(Dataset records)
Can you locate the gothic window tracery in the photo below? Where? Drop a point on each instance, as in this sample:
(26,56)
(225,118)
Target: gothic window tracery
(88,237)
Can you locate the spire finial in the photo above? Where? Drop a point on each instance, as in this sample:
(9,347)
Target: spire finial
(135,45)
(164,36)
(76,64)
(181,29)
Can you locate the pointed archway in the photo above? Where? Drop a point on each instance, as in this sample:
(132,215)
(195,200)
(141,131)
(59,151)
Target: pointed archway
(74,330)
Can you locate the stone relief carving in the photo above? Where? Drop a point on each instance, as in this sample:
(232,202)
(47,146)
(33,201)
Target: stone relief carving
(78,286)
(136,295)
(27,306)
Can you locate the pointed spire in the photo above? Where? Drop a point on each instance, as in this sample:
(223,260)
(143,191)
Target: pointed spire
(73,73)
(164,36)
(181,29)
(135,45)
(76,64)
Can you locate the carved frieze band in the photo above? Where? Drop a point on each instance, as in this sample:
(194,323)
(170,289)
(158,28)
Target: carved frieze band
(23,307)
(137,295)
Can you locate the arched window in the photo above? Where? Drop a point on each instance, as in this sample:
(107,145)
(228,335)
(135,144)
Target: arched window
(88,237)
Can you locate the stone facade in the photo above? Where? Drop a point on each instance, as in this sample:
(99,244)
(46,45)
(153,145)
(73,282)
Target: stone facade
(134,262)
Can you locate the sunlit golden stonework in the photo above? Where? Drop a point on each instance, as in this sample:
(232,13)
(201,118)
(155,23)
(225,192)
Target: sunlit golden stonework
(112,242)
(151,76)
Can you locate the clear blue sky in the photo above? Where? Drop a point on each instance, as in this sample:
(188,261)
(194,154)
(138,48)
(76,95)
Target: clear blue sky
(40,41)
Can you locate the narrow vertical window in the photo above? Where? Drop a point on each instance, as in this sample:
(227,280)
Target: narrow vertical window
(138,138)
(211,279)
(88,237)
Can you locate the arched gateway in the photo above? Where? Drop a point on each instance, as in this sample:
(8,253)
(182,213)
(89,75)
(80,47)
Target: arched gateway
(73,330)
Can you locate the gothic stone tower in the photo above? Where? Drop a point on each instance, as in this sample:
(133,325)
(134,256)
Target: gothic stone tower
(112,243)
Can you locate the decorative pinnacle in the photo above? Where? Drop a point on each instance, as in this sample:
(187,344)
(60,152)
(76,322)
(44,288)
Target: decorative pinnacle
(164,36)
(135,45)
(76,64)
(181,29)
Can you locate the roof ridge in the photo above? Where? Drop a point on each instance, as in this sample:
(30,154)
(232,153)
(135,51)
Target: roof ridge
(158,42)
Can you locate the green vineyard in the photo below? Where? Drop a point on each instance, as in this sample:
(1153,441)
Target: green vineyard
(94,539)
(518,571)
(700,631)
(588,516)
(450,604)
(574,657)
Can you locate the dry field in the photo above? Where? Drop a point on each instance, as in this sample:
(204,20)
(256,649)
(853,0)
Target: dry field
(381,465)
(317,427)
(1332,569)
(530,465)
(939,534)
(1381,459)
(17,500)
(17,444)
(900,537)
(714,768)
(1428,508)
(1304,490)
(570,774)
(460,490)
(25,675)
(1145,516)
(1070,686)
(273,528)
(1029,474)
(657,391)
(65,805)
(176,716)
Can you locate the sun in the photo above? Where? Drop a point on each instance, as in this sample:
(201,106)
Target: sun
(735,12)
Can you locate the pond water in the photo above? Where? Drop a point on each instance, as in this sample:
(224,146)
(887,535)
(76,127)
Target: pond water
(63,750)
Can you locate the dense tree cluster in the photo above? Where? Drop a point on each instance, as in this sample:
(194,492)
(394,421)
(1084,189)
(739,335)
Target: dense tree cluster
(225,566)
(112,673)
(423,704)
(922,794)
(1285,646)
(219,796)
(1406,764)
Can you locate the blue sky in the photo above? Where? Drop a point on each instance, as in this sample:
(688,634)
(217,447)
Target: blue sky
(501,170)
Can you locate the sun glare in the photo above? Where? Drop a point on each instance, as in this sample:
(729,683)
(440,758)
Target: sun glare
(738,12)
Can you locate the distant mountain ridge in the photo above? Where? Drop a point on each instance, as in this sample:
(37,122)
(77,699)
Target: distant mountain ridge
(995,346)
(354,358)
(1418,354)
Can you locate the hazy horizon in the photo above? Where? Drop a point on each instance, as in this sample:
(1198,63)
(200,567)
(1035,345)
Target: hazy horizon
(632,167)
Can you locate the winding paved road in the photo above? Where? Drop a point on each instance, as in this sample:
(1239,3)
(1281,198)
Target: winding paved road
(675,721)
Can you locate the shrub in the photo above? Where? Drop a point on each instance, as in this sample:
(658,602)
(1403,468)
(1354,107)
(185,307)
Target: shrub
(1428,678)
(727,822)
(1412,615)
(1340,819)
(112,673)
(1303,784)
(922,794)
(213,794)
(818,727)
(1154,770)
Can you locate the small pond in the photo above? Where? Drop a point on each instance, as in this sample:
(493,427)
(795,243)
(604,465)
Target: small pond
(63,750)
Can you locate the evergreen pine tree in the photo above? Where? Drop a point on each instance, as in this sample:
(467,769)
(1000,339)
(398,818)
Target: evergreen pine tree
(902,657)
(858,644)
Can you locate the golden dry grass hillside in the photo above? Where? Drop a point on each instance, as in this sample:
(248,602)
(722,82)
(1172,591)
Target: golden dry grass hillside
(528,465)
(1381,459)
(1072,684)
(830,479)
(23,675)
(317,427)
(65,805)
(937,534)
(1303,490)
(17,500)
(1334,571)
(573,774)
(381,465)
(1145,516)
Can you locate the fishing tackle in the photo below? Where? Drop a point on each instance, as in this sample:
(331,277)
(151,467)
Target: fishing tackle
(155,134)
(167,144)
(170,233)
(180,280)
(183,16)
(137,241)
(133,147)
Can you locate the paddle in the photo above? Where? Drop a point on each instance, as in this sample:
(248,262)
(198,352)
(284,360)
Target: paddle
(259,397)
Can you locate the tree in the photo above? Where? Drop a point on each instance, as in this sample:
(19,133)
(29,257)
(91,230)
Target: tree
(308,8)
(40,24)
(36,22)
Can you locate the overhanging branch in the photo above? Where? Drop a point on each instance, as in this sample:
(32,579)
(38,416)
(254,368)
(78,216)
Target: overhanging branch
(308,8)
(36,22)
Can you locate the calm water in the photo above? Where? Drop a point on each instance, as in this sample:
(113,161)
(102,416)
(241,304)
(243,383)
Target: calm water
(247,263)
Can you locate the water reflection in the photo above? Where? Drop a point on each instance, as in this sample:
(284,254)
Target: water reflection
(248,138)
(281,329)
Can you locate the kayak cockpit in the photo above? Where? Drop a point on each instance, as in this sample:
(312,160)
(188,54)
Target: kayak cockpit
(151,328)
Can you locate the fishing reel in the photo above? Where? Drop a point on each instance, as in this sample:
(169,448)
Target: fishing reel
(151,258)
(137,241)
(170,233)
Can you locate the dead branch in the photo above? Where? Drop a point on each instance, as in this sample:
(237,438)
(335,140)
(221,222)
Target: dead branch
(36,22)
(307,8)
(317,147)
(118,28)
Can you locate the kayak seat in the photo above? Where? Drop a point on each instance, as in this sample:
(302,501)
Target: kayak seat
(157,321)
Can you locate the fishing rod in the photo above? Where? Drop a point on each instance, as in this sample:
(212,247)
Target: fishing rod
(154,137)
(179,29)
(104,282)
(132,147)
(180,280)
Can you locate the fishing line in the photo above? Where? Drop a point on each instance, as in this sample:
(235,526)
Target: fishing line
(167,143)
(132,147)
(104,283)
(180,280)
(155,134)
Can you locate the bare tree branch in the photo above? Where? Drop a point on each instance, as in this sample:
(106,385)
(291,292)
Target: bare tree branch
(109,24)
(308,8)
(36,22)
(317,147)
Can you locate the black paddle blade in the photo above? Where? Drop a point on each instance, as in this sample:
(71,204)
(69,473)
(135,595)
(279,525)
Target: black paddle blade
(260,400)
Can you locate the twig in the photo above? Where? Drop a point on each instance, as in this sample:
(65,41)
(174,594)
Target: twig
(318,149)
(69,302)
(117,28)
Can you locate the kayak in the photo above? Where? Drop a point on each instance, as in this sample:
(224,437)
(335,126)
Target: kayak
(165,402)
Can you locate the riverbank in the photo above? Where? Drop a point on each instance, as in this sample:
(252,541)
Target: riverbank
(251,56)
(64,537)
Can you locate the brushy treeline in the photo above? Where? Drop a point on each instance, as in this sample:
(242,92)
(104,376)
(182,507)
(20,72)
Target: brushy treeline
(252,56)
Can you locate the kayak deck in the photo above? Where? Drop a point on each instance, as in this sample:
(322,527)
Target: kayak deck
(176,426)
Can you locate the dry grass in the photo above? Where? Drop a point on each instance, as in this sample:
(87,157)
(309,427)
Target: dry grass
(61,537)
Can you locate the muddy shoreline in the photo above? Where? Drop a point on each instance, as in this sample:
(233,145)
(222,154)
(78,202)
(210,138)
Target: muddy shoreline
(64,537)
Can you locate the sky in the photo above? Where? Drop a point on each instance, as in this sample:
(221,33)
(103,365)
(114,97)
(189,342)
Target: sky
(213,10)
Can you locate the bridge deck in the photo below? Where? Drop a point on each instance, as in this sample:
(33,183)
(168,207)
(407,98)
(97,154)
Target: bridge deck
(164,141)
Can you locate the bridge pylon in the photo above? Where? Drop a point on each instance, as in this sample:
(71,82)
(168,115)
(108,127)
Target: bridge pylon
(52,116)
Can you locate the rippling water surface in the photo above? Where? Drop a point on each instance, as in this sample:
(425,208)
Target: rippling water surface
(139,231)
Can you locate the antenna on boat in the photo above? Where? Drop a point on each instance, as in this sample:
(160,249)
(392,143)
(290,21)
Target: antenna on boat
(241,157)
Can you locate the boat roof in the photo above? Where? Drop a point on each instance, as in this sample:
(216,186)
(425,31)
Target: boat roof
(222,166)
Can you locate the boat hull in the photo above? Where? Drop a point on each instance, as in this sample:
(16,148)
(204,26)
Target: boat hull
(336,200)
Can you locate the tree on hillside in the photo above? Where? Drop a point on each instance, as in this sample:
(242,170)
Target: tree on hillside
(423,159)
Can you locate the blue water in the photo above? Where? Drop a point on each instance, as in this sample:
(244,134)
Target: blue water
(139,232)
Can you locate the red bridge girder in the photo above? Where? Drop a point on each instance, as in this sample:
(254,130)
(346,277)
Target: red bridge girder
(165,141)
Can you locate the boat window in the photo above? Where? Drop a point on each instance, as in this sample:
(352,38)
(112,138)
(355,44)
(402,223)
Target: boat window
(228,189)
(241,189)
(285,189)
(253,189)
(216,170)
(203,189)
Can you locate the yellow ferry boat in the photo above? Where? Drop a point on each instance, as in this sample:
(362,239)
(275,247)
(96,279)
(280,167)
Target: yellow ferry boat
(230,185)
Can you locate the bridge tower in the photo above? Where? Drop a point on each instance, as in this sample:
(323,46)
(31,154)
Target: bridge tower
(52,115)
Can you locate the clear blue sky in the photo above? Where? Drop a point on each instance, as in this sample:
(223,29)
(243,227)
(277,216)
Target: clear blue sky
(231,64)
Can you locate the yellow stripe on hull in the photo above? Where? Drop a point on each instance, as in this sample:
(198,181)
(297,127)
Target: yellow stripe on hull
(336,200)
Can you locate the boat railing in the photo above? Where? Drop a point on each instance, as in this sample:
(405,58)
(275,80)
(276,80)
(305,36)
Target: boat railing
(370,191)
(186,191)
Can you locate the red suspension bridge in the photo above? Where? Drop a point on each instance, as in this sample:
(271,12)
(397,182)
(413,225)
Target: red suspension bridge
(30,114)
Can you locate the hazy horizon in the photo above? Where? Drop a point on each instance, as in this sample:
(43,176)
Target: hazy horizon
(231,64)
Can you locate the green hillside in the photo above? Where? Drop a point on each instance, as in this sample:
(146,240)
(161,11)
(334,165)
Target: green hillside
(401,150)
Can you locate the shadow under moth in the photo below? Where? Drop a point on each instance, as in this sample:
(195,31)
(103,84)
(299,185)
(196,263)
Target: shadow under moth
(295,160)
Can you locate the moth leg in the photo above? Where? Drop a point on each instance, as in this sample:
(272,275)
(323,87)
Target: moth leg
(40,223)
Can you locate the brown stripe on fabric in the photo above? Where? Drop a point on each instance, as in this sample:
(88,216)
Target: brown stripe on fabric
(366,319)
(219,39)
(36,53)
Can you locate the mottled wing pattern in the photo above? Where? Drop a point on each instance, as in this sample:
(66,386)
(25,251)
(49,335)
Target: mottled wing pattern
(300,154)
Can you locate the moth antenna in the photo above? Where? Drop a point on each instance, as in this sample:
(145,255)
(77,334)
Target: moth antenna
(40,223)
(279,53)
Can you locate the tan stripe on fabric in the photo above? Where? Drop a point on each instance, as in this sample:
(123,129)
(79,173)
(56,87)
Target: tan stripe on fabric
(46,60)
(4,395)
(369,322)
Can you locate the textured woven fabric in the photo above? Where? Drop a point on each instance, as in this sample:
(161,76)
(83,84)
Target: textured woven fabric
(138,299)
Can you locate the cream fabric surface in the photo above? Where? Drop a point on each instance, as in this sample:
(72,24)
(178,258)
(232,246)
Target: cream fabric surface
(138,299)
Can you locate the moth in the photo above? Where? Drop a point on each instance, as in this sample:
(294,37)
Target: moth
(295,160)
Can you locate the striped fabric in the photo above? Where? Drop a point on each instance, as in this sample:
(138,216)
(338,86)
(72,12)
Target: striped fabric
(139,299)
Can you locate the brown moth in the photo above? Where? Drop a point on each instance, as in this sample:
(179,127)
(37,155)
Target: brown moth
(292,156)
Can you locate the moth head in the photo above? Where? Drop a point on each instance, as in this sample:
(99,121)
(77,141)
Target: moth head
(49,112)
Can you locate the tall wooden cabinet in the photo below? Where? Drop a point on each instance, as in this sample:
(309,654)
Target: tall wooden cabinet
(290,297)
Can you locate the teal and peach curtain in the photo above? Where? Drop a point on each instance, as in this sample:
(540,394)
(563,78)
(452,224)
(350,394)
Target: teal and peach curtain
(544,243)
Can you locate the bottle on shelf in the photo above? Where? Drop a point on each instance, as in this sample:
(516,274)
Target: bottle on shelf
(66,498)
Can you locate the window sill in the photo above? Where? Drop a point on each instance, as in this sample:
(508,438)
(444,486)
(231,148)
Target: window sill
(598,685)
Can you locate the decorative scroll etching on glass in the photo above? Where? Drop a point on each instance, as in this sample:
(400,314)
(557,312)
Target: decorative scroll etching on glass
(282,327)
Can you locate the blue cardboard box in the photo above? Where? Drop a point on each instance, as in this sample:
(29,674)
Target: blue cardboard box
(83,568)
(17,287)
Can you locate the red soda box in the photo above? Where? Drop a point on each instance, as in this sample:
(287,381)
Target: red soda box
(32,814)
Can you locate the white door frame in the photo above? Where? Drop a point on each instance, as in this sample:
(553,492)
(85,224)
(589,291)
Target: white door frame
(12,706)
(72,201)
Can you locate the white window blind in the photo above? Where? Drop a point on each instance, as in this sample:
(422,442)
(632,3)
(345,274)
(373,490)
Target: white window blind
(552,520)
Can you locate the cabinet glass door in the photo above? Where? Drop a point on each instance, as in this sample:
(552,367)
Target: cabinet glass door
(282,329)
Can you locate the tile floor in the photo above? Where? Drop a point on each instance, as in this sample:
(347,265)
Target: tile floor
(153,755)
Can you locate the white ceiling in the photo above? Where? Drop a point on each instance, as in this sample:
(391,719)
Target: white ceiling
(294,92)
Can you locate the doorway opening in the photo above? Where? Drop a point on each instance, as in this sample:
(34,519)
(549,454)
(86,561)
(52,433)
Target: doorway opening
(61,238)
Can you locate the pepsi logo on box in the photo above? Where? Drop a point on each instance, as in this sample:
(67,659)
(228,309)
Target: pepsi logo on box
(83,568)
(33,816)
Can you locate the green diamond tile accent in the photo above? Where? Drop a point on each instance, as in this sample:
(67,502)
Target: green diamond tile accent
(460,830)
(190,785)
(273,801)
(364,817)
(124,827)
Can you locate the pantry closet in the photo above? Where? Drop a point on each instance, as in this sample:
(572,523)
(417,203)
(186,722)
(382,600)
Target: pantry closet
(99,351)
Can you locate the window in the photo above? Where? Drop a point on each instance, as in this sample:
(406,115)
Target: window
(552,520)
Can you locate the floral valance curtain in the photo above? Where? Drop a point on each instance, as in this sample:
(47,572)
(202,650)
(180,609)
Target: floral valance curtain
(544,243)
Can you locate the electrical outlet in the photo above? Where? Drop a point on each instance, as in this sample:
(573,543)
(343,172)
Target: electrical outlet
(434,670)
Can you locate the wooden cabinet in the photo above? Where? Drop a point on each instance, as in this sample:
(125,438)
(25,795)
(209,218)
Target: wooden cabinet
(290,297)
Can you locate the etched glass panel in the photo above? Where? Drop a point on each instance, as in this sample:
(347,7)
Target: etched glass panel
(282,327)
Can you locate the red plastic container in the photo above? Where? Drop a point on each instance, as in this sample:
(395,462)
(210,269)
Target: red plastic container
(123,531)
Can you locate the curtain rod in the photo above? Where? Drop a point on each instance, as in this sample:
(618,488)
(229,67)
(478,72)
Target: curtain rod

[WHAT NEEDS TO BE DONE]
Copy each line above where "below" appears.

[RESPONSE]
Can you locate the gothic window tracery in the photo below? Where? Drop a point on each instance, as in this sample:
Can you locate the green vineyard in the photo below? Where? Drop a point on each instance, as in this sample:
Can you locate the fishing tackle in the photo below? Where? Drop a point on each instance, as in this sample:
Can you locate the bridge deck in the photo below? Where? Drop a point on each instance, as in this sample:
Can you locate the shadow under moth in the photo below? Where? Drop a point on each instance, as in this sample:
Can you locate the tall wooden cabinet in the photo below? Where? Drop a point on each instance, as in this sample:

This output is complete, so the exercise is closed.